> **PROBLEM DETAILS**
Rewrite the passage on kidney involvement in lymphatic filariasis, starting with "All patients received" and going on through "partial in three cases.", with "corticosteroids" changed to "steroids".

All patients received diethylcarbamazine (DEC); three also received corticosteroids. Clinical response was complete in four and partial in three cases.

Discussion

Renal involvement due to lymphatic filariasis is uncommon on native-kidney biopsy, and the morphologic spectrum is broader than often appreciated. Microfilariae may be encountered incidentally or as contributors to disease across lesions that resemble primary or immune-complex glomerulopathies.¹ In our seven-case cohort from an endemic setting, the spectrum included non-proliferative and membranous patterns, a case with amyloidosis, and notably two crescentic lesions, expanding what is typically reported.²

We document coexistence of crescentic injury with microfilarial parasitemia. Two patients had crescents; both showed immune reactivity on DIF. Contemporary reports emphasize proteinuric phenotypes and immune-complex patterns, crescents are less frequently highlighted; our experience supports considering adjunct immunomodulation alongside anti-filarial therapy when crescents or marked endocapillary activity are present.³

Second, localization may track with phenotype. Microfilariae were identified in glomerular capillaries in six, and in peritubular capillaries in three cases. Both crescentic cases had intraglomerular organisms, whereas peritubular localization tended to accompany non-proliferative or membranous patterns, consistent with case descriptions of intravascular parasites in glomerular and peritubular beds.⁴ Although causality cannot be inferred, these observations suggest that intravascular parasitic burden and anatomic distribution may modulate the inflammatory phenotype.

> **EXTRACTED INFORMATION**
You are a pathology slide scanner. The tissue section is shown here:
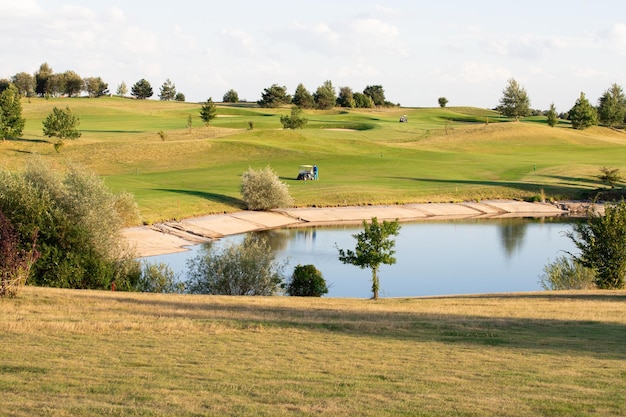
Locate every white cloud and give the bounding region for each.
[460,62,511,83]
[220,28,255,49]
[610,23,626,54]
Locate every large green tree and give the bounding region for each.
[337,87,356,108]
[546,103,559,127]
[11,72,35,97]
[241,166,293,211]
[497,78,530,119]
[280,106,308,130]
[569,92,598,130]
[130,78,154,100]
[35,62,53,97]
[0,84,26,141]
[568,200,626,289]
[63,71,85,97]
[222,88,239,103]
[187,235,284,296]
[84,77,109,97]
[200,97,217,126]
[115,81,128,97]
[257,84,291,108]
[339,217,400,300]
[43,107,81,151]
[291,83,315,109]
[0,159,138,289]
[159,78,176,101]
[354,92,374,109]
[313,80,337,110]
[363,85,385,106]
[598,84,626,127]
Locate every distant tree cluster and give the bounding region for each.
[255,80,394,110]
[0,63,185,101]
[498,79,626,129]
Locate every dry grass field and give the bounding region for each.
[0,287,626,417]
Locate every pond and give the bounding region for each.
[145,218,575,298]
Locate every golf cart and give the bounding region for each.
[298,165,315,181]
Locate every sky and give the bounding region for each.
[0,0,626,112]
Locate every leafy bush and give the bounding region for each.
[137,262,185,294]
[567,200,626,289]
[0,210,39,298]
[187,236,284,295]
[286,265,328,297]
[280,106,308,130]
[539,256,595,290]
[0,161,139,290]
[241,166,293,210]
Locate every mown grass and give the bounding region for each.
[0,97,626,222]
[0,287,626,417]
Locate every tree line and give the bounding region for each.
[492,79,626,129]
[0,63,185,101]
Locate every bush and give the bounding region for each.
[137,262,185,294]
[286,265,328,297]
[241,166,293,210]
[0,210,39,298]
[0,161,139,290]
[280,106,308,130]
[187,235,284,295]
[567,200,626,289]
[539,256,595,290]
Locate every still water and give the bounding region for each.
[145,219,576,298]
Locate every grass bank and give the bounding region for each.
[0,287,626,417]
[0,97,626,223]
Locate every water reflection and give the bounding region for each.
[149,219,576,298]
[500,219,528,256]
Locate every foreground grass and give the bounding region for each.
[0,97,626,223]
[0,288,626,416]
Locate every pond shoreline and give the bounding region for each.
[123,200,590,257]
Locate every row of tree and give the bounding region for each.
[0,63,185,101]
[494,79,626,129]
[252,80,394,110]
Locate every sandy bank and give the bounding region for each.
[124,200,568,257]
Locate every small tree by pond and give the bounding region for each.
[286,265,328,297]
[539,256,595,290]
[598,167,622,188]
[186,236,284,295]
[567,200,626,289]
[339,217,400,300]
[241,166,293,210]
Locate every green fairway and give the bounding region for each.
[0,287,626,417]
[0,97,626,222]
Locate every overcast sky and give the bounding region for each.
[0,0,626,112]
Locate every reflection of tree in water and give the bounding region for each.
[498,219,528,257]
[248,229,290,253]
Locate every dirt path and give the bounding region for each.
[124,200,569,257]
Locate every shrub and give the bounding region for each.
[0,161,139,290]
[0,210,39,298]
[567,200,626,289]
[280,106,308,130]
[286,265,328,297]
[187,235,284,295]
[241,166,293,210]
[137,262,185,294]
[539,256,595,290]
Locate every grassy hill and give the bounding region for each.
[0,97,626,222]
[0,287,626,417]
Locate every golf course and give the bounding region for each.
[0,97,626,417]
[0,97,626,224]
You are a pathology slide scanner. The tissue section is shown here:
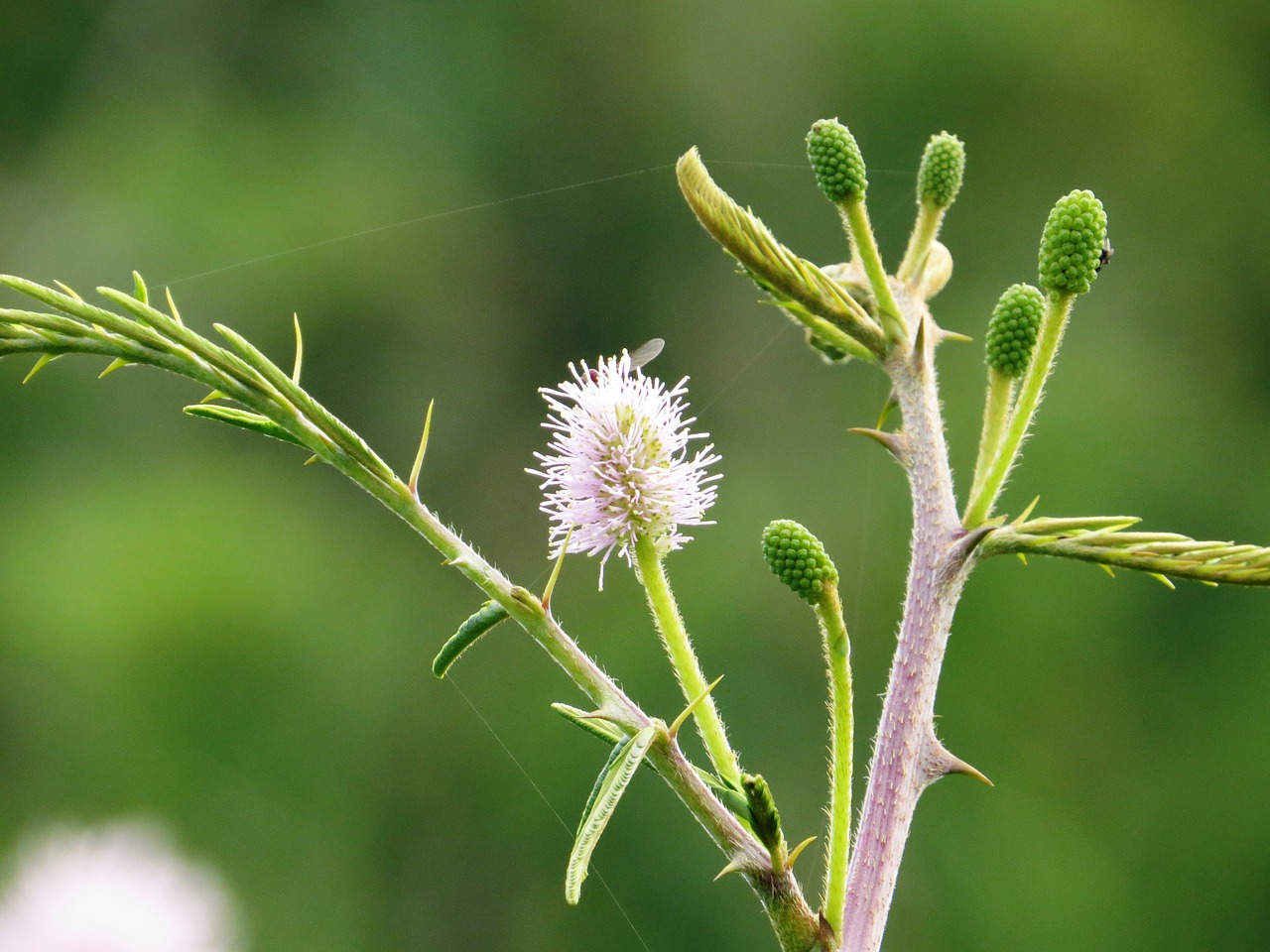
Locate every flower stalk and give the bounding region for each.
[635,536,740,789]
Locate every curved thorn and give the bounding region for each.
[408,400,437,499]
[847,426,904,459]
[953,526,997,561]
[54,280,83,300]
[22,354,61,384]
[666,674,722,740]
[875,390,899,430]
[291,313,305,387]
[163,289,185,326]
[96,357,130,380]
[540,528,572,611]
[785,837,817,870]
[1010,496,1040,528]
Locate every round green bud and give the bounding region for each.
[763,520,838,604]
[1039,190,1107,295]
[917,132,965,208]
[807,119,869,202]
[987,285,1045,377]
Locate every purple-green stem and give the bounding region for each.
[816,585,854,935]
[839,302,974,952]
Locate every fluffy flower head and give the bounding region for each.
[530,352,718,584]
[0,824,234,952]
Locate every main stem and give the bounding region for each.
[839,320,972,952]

* * *

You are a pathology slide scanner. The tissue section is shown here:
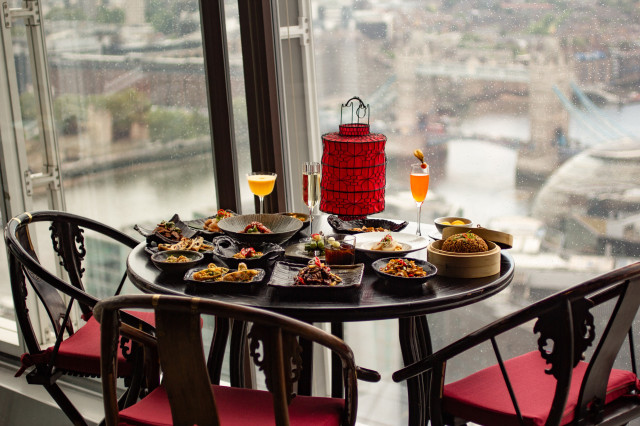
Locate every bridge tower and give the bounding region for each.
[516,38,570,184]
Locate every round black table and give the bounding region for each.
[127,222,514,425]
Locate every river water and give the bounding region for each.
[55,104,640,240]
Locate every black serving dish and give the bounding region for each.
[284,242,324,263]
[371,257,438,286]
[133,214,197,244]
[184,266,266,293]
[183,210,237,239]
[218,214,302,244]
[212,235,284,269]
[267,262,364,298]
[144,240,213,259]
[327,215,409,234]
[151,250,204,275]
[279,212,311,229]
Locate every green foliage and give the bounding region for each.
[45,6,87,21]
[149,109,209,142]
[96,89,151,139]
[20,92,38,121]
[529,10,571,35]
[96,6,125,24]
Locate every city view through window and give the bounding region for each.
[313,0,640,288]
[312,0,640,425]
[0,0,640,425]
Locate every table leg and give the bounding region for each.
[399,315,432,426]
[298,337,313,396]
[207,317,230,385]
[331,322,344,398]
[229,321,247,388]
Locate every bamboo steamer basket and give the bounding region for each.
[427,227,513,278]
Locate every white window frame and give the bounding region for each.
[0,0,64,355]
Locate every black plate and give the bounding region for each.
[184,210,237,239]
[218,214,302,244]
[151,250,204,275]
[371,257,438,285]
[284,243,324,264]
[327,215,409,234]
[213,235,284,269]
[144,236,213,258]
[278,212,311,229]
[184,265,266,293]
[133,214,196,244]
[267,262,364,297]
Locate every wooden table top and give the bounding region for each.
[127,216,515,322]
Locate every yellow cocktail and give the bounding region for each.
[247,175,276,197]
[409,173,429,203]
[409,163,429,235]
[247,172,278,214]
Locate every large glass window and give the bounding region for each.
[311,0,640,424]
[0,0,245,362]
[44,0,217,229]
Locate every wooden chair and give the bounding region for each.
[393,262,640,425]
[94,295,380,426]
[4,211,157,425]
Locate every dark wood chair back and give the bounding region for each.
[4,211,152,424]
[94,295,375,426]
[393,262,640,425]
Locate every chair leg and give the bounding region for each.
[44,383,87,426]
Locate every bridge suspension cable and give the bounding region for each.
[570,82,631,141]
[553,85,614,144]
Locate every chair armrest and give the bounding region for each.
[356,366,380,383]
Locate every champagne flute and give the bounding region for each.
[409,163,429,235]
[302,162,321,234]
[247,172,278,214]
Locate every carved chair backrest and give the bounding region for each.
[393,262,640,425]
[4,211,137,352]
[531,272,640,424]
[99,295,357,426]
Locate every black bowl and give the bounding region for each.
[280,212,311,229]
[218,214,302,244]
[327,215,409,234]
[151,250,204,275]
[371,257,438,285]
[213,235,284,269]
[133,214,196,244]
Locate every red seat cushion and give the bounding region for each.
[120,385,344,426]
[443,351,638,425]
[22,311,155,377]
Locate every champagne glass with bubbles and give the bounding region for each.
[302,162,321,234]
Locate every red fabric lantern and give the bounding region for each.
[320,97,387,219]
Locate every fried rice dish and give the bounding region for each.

> **WRITTEN SOLUTION**
All patients received diethylcarbamazine (DEC); three also received steroids. Clinical response was complete in four and partial in three cases.